РАБОЧЕЕ ЗАДАНИЕ:
Ответьте на вопросы по тексту о Василии Чекрыгине:
(а) В каком возрасте Чекрыгин поступил в иконописную школу при Киево-Печерской лавре?
(б) Какой вид живописи Чекрыгин считал главнейшим?
(в) Какое произведение названо единственным живописным на выставке и в какие годы оно написано?

Василий Чекрыгин. Автопортрет.
Расцвет творчества Василия Чекрыгина пришелся на конец 1910-х – начало 1920-х годов, именно этот период и представлен в экспозиции. Так сложилось, что период этот был в его творчестве последним – в 1922 году Чекрыгин трагически погиб, было ему тогда всего 25 лет. Близко знавшие его люди говорили, что он предчувствовал свой ранний уход и, возможно, поэтому с юных лет относился к своему творчеству чрезвычайно серьезно. Рисовать он начал в 5 лет, в 12 поступил в иконописную школу при Киево-Печерской лавре, где считался самым талантливым учеником, а еще через год приехал в Москву и легко выдержал экзамен в Московское училище живописи, ваяния и зодчества. Его называли «сверхребенком» – несмотря на юный возраст, он ставил перед собой не детские вопросы и задачи, спорил с Давидом Бурлюком и критиковал Владимира Маяковского, с которыми дружил в те годы. Потом была Юбилейная XXXV выставка Училища и уход из него, участие в знаменитой выставке «№ 4», организованной Михаилом Ларионовым, поездка в Европу, уход добровольцем на фронт во время Первой мировой войны, организация союза молодых художников и поэтов «Искусство – жизнь», больше известного под названием «Маковец», лидером и вдохновителем которого был Чекрыгин.
Ни современники художника, ни сегодняшние исследователи так и не определили его ни к какому авангардистскому течению 1910–1920-х гг., ни к одному из существующих «измов». За годы творческого самоопределения он прошел через увлечение пленэризмом Коровина и Левитана, через дружбу с футуристами и школу Ларионова, вступил в резкую полемику с супрематистами и конструктивистами, изучил искусство прошлых веков и, наконец, сформировал свою творческую программу, основанную на классических ценностях изобразительного искусства, на традиционной фигуративности вместо геометрической абстракции. И почитатели и оппоненты считали его единственным в своем роде художником, сравнивали с «одиноко блеснувшим метеором».
Главнейшим из искусств, а вернее, из видов живописи, Чекрыгин считал фреску. О монументальной росписи он мечтал всю жизнь, причем именно о росписи церкви, а не гражданского здания – ему казалось, что только так он сможет полностью выразить себя, свои художественные замыслы и философские идеи. Но о какой церковной росписи могла идти речь в 1920-е годы? Попав на прием к Луначарскому, Чекрыгин просил все о том же – чтобы ему дали стену для фрески, но вместо нее он получил работу в детском театре под руководством Генриетты Паскар, где выполнял эскизы костюмов и декораций к «Принцессе Турандот». Помимо собственно художественного творчества Чекрыгин много занимался философией и теорией искусства – писал тексты, выступал с докладами и лекциями. Его главный труд «О Соборе Воскрешающего музея» написан под влиянием утопической философии Николая Федорова. Именно с этим – с мечтой о фреске и увлечением философией – связан грандиозный графический цикл «Воскрешение мертвых», написанный им в последние годы. Групповые сцены, отдельные фигуры, портретные изображения написаны в импровизационной манере. Экспрессивные образы, выполненные монохромно, прессованным углем по белому листу бумаги, рождаются из бархатистых штрихов и пятен, страдают и борются, подтверждая способность искусства «воскрешать», оживлять, согласно художественно-философским взглядам мастера. Эти рисунки – по сути своей фрагменты неосуществленной фрески, о которой он мечтал, эскизы, бесконечная подготовка к ней, монументальные замыслы, выраженные на небольших листах бумаги. И рядом с ними выполненные в той же манере жанровые сцены и портреты, листы из других циклов.
Единственное живописное произведение на выставке – автопортрет художника, написанный в 1921–1922 гг. Глядя на него, сложно поверить, что на нем изображен молодой, 23–24-летний человек, он кажется гораздо старше, да и мало кому удавалось прожить за столь короткий срок такую насыщенную жизнь. Как писал он сам: «Много соков вытянула из меня живопись. Как тяжело отдавать душу мертвому холсту, холодной бумаге. Отдаем жизнь».

ПРЕДСТАВЛЕННЫЕ ДАННЫЕ:
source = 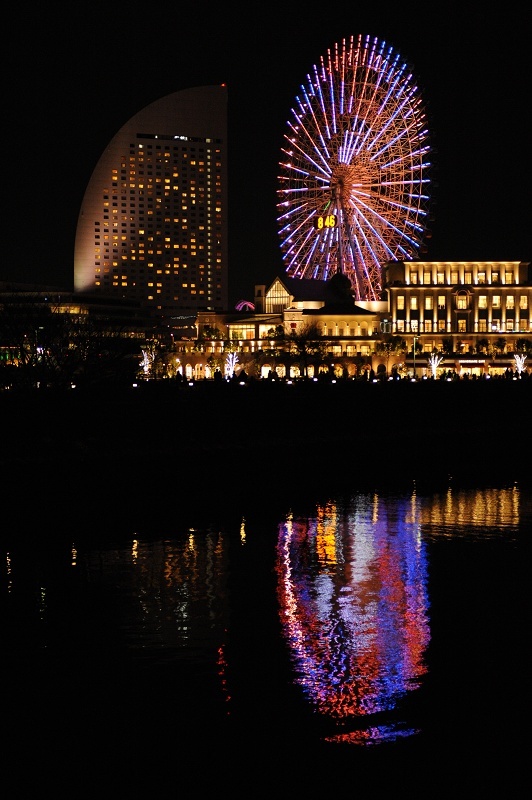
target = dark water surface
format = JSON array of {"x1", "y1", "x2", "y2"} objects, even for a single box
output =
[{"x1": 0, "y1": 480, "x2": 532, "y2": 798}]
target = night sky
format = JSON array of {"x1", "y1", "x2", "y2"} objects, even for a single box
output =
[{"x1": 6, "y1": 0, "x2": 532, "y2": 303}]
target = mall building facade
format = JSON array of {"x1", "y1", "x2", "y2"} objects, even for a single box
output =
[{"x1": 192, "y1": 261, "x2": 532, "y2": 377}]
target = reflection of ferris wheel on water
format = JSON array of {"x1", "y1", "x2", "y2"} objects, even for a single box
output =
[{"x1": 277, "y1": 36, "x2": 430, "y2": 300}]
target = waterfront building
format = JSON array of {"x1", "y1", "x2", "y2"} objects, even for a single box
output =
[
  {"x1": 74, "y1": 85, "x2": 228, "y2": 316},
  {"x1": 192, "y1": 261, "x2": 532, "y2": 377}
]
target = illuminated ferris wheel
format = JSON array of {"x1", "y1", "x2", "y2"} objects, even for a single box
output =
[{"x1": 277, "y1": 36, "x2": 430, "y2": 300}]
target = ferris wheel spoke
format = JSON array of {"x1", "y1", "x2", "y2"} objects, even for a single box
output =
[{"x1": 278, "y1": 35, "x2": 431, "y2": 301}]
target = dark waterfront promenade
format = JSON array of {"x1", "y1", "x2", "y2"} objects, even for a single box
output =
[{"x1": 0, "y1": 378, "x2": 532, "y2": 510}]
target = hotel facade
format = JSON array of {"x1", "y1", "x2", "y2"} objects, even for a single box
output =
[{"x1": 74, "y1": 85, "x2": 228, "y2": 315}]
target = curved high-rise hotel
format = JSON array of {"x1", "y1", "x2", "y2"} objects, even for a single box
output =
[{"x1": 74, "y1": 85, "x2": 228, "y2": 315}]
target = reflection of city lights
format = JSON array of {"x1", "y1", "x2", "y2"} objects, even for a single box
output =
[
  {"x1": 419, "y1": 486, "x2": 520, "y2": 536},
  {"x1": 277, "y1": 496, "x2": 429, "y2": 743}
]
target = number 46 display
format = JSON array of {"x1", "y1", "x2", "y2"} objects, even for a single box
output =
[{"x1": 314, "y1": 214, "x2": 336, "y2": 231}]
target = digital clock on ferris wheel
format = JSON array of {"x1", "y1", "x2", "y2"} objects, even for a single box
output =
[{"x1": 314, "y1": 214, "x2": 337, "y2": 231}]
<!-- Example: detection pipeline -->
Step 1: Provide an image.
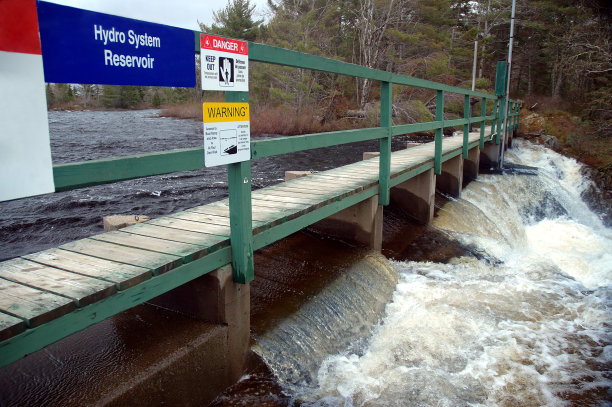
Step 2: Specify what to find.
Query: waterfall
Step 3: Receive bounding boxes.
[251,141,612,406]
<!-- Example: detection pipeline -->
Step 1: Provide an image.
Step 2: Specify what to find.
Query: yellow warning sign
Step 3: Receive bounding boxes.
[203,103,249,123]
[203,103,251,167]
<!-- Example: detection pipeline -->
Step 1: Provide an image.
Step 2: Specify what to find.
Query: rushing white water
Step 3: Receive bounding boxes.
[280,143,612,406]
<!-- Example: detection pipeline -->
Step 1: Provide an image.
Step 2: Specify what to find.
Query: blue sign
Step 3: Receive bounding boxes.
[37,1,196,87]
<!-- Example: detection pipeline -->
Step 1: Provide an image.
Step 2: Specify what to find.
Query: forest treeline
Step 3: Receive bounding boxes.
[47,0,612,142]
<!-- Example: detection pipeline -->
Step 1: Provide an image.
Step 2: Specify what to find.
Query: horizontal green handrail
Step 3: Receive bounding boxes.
[53,31,521,191]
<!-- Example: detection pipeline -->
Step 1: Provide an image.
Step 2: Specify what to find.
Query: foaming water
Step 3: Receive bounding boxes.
[268,139,612,406]
[253,253,398,392]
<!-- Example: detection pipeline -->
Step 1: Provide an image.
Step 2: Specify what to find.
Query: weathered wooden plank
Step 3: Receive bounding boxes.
[251,196,310,211]
[252,190,322,205]
[91,230,204,261]
[189,205,268,227]
[0,259,117,307]
[60,239,182,275]
[24,249,152,290]
[0,278,76,327]
[148,217,230,238]
[258,184,330,198]
[171,210,239,230]
[0,247,231,366]
[0,312,27,341]
[121,222,227,248]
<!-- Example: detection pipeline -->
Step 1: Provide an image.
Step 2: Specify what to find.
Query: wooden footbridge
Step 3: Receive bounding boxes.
[0,32,520,372]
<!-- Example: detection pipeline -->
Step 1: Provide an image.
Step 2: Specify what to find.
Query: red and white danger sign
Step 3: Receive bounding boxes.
[200,34,249,92]
[0,0,55,201]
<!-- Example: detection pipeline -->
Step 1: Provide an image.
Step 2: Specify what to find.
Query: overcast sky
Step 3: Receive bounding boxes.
[48,0,269,30]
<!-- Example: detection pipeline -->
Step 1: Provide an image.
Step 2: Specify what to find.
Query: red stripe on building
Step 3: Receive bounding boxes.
[0,0,41,55]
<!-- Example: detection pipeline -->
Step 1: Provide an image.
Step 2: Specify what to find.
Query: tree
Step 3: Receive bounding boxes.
[200,0,263,41]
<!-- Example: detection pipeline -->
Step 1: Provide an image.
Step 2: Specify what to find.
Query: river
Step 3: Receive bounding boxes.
[0,111,612,406]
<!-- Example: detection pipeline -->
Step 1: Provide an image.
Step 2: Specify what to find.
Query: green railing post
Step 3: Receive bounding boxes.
[434,90,444,175]
[480,98,487,150]
[463,95,472,159]
[490,99,499,140]
[225,92,255,284]
[495,61,508,144]
[378,82,393,205]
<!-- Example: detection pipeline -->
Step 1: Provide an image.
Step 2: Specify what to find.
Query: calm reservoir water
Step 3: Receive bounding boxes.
[0,111,612,406]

ОТВЕТ:
(а) В 12 лет.
(б) Фреску.
(в) Автопортрет художника, написанный в 1921–1922 гг.